> _PROVIDED TEXT_:
[start]

# Fluffy



## catcoonz (Aug 4, 2012)

As my mind gets confused very easily i have made my life simplier by doing seperate threads for each ginger ninja. 

So, this is Fluffy.


----------



## cats galore (Jul 17, 2012)

beautiful:001_wub::001_wub:


----------



## spid (Nov 4, 2008)

Can I put them both up on the site and F B page nopw?


----------



## catcoonz (Aug 4, 2012)

Spid, not just yet, i need a vet check first and we may have homes for these 2 delightful boys. xxx


----------



## claire8234 (Mar 8, 2013)

oh how gorgeous - I sure people will be fighting to home this little one.

I had a Ginger Tom who was the most loving and soppy cat I have ever had!

x


----------



## sarahecp (Aug 22, 2011)

Look at that little face  absolutely adorable :001_wub:


----------



## chloe1975 (Mar 17, 2013)

He is so cute, i love ginger kittens (good job in our house at the mo!). he is adorable


----------



## Jazzy Belle (Jan 13, 2013)

Oh my goodness :001_tt1:


----------



## muffin789 (Jan 28, 2013)

Ooooh!!!!! How cute is he??!!! :001_wub:

Good job I'm spoken for


----------



## catcoonz (Aug 4, 2012)

Fluffy is going to his new home Tomorrow (friday evening).


----------



## catcoonz (Aug 4, 2012)

Fluffy has now gone to his wonderful new forever home.

[end]

> _OBJECTIVE A_:
Print the passage of the Fluffy thread that begins at the words "Spid, not just" and stops after the words "have ever had!".
> _OBJECTIVE B_:
In the Fluffy thread, what does catcoonz say is needed before Spid can put the two boys on the site?
> _OBJECTIVE C_:
Write the next part of the forum thread about Fluffy, following on from its final post.
The lines that come next are separate material with no connection to the Fluffy thread.

> _ITEMS_:
[start]

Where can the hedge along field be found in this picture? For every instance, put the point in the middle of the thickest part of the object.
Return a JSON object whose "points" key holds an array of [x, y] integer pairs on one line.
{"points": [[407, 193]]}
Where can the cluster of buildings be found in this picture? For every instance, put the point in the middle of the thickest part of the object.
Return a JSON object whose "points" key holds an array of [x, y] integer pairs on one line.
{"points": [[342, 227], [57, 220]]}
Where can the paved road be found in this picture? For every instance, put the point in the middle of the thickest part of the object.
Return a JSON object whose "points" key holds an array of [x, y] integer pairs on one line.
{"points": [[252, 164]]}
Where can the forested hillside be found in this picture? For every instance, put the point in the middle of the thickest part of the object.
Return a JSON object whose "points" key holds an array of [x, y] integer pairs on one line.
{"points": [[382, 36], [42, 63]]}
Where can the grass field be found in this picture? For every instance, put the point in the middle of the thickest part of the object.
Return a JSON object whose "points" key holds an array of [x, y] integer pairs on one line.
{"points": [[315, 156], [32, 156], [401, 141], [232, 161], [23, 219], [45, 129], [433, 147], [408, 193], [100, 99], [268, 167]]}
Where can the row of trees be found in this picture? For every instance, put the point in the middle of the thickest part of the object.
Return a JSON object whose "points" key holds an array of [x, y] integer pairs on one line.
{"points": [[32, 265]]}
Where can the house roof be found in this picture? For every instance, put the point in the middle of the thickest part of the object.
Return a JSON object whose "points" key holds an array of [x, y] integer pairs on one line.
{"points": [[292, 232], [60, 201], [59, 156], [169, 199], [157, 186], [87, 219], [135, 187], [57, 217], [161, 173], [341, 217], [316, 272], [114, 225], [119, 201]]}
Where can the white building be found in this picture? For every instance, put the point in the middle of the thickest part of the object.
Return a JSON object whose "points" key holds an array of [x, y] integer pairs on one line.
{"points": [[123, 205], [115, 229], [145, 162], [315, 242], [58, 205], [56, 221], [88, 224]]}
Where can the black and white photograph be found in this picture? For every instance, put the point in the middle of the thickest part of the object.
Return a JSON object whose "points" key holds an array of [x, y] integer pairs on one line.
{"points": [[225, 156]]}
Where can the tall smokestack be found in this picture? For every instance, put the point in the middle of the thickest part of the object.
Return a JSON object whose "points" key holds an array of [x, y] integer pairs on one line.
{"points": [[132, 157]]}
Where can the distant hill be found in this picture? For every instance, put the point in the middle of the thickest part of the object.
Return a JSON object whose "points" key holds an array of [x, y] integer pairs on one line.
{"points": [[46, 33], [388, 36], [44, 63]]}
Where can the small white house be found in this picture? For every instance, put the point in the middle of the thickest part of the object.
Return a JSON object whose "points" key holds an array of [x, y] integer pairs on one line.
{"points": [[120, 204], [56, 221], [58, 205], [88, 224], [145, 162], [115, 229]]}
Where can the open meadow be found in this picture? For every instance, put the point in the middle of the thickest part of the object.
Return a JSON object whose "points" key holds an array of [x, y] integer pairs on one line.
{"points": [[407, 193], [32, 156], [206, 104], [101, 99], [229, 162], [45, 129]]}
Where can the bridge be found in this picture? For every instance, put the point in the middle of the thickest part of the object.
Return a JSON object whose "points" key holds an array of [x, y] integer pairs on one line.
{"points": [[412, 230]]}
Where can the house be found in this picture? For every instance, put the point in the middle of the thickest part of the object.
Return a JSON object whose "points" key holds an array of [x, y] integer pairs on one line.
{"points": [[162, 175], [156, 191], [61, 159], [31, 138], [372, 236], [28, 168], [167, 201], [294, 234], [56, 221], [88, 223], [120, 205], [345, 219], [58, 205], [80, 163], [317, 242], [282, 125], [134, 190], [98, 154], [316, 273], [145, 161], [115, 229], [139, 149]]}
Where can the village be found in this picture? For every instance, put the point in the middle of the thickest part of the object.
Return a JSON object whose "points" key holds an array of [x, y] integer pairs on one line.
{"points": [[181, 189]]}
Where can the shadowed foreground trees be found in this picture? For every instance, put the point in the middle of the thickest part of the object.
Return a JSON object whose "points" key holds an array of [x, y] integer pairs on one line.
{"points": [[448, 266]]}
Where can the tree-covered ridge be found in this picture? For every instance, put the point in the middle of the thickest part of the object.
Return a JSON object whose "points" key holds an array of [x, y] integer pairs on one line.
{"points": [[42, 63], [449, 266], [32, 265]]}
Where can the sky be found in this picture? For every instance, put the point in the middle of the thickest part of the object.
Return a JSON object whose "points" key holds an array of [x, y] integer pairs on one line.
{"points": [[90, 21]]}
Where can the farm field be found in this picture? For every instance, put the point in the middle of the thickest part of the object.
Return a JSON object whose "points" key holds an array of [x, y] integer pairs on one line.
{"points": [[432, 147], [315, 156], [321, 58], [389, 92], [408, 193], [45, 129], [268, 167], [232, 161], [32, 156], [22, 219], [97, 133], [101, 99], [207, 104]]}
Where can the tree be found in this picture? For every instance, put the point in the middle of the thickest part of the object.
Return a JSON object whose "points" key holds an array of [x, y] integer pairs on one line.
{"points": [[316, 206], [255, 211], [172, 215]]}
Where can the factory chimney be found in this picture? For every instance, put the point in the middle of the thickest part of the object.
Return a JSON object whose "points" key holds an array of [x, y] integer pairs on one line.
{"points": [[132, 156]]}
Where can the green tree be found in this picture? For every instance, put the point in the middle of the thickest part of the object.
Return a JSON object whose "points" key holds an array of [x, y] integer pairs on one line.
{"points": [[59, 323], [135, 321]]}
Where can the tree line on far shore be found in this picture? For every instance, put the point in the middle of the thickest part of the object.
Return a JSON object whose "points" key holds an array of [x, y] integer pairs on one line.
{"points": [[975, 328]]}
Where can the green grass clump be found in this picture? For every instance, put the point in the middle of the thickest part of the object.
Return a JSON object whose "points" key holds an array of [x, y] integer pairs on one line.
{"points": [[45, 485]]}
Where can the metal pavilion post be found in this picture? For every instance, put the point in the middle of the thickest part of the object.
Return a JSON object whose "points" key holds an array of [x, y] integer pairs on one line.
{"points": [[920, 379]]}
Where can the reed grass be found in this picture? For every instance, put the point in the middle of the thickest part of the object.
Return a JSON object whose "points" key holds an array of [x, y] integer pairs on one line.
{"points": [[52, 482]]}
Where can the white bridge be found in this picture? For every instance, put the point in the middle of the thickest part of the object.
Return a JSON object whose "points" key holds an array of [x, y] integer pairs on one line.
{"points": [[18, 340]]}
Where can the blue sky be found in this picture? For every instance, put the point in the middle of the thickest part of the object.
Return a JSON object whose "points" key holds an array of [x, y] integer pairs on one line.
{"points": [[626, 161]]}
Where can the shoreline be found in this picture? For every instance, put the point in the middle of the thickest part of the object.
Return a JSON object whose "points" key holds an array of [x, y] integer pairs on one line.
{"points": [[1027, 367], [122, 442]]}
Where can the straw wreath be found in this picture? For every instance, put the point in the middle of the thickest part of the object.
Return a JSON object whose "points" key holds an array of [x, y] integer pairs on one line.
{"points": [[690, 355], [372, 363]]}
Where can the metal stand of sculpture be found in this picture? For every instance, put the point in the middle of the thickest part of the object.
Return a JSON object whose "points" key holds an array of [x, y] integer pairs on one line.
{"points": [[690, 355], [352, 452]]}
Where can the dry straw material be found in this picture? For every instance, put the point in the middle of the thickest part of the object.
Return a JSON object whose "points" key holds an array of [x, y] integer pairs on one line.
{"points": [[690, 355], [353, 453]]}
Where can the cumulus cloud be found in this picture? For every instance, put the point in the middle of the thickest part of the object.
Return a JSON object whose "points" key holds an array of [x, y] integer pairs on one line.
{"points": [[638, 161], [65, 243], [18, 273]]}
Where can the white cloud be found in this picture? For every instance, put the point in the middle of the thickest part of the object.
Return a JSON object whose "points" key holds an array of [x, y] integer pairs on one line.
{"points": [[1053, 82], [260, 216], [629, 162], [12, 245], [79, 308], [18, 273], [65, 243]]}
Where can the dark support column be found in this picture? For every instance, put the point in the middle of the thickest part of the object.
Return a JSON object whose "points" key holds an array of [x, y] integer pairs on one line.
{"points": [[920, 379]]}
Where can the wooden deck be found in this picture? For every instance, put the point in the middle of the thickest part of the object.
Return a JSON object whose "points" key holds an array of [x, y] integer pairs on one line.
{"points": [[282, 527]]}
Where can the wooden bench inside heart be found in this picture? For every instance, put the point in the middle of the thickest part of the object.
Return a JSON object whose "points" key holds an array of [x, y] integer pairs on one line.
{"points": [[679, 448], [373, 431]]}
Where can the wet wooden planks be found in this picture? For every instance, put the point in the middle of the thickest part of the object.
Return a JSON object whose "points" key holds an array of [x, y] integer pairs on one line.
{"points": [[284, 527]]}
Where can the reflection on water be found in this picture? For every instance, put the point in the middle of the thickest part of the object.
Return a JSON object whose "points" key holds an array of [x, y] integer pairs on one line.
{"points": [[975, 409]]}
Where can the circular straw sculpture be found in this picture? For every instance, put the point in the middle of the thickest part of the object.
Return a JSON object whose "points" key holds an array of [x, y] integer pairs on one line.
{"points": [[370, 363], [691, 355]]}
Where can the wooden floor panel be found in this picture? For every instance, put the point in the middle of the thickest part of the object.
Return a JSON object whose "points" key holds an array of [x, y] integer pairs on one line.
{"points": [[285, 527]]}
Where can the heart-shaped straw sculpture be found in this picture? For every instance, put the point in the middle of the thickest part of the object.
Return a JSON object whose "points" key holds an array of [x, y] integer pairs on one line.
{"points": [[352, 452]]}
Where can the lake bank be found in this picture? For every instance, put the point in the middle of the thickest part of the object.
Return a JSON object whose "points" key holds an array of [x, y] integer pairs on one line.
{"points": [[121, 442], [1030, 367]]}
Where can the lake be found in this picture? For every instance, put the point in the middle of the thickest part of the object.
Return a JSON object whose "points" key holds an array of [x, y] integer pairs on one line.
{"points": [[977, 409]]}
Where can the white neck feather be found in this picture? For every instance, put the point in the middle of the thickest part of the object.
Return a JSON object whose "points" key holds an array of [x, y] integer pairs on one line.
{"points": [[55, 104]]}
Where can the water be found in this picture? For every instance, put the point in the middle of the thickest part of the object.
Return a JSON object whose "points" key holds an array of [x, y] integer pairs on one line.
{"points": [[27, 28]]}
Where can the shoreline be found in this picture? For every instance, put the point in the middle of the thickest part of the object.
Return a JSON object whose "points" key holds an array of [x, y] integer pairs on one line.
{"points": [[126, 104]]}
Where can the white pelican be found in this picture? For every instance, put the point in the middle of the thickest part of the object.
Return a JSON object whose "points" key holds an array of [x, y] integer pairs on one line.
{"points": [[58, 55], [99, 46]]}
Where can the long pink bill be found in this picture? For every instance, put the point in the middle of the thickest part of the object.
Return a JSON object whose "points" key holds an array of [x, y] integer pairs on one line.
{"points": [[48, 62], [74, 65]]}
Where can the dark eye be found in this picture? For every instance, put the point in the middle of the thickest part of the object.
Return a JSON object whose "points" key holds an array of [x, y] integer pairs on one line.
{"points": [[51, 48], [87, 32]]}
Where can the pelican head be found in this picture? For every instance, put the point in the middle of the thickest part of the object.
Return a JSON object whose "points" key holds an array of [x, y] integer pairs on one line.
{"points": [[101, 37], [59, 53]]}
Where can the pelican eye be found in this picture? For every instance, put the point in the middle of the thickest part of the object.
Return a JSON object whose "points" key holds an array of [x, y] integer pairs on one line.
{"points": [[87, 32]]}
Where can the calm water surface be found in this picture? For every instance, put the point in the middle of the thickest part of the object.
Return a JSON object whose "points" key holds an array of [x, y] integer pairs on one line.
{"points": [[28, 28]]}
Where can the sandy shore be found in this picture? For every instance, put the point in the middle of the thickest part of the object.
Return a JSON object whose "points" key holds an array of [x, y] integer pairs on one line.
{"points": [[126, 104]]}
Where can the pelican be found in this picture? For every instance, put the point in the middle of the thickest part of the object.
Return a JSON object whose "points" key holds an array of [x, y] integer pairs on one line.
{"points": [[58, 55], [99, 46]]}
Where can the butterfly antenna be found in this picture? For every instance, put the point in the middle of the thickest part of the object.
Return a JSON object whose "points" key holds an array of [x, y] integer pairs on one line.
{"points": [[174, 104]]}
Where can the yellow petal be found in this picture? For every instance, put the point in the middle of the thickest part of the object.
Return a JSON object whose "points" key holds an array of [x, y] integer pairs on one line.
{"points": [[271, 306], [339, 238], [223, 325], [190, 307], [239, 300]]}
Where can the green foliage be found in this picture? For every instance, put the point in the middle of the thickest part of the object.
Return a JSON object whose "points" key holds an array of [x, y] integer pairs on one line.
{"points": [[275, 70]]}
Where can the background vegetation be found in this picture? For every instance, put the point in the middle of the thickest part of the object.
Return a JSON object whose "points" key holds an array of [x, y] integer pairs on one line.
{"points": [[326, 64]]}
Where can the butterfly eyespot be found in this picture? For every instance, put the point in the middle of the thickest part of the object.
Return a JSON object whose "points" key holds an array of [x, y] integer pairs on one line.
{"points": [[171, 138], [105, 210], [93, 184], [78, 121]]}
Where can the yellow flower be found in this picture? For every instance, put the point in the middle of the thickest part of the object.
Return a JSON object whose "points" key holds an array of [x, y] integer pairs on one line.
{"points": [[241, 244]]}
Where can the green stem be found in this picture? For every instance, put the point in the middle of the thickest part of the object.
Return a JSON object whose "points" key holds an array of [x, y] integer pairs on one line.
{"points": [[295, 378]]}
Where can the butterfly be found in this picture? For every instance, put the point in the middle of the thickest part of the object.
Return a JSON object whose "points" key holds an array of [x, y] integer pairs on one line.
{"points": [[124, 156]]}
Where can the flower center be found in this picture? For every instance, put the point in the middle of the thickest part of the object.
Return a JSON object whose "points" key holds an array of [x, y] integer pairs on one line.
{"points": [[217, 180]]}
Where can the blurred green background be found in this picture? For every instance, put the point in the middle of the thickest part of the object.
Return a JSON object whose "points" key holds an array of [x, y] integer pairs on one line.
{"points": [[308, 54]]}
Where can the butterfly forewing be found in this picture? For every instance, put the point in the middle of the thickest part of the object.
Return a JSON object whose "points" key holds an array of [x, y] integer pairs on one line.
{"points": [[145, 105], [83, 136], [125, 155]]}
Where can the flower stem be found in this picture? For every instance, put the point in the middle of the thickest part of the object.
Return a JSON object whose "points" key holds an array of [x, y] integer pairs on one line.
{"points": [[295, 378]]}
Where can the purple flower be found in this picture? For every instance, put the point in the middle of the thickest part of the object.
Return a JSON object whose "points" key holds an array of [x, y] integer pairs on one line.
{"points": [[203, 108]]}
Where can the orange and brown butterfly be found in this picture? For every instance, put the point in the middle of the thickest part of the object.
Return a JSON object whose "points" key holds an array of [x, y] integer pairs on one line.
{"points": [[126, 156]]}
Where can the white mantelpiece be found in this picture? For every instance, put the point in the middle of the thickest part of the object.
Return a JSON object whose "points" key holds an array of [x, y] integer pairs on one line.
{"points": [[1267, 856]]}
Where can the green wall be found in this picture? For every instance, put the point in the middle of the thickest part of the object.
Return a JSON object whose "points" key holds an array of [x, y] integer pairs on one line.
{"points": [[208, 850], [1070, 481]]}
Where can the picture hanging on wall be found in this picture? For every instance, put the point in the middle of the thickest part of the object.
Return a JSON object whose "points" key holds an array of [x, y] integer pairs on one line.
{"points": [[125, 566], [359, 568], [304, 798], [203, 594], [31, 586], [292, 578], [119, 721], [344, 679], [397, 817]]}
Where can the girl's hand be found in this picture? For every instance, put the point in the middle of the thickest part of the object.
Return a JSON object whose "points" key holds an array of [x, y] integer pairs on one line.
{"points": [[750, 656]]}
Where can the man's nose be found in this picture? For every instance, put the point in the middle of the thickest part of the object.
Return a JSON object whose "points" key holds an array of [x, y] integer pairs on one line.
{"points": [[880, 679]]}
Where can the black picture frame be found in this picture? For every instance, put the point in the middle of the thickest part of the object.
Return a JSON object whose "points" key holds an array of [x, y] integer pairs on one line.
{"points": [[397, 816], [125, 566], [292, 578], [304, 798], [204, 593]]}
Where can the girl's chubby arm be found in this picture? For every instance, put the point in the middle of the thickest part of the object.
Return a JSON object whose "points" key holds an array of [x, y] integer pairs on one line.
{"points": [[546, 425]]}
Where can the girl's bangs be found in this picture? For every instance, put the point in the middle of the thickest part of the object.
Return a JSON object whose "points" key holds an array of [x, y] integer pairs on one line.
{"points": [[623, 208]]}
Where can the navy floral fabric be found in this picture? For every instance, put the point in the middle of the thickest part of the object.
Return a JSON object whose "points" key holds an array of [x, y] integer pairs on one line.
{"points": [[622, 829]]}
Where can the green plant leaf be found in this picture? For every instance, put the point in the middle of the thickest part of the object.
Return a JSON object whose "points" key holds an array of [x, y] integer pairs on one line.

[end]

> _TASK RESULT A_:
Spid, not just yet, i need a vet check first and we may have homes for these 2 delightful boys. xxx


----------



## claire8234 (Mar 8, 2013)

oh how gorgeous - I sure people will be fighting to home this little one.

I had a Ginger Tom who was the most loving and soppy cat I have ever had!

> _TASK RESULT B_:
A vet check.

> _TASK RESULT C_:
----------



## j4nfr4n (Mar 10, 2013)

brilliant news CC enjoy your new forever home Fluffy


----------



## catcoonz (Aug 4, 2012)

They are both wonderful people and Fluffy will be spoilt.


----------



## cats galore (Jul 17, 2012)

j4nfr4n said:


> brilliant news CC enjoy your new forever home Fluffy


you know where he has gone don't you Mom? geoff paige's daughters bf's mom


----------



## j4nfr4n (Mar 10, 2013)

cats galore said:


> you know where he has gone don't you Mom? geoff paige's daughters bf's mom


yes i thought that was it but a bit slow today not to well


----------



## catcoonz (Aug 4, 2012)

Hope you feel better soon, just to cheer you up cg's next kitten will be called ERIC.


----------



## cats galore (Jul 17, 2012)

catcoonz said:


> Hope you feel better soon, just to cheer you up cg's next kitten will be called ERIC.


who's side are you on, i thought you were my friend


----------



## catcoonz (Aug 4, 2012)

:lol::lol:


----------



## j4nfr4n (Mar 10, 2013)

catcoonz said:


> Hope you feel better soon, just to cheer you up cg's next kitten will be called ERIC.


thank you so much CC you have cheered me up so much i think i have always needed an eric in my life


----------



## danniandnala (Aug 31, 2012)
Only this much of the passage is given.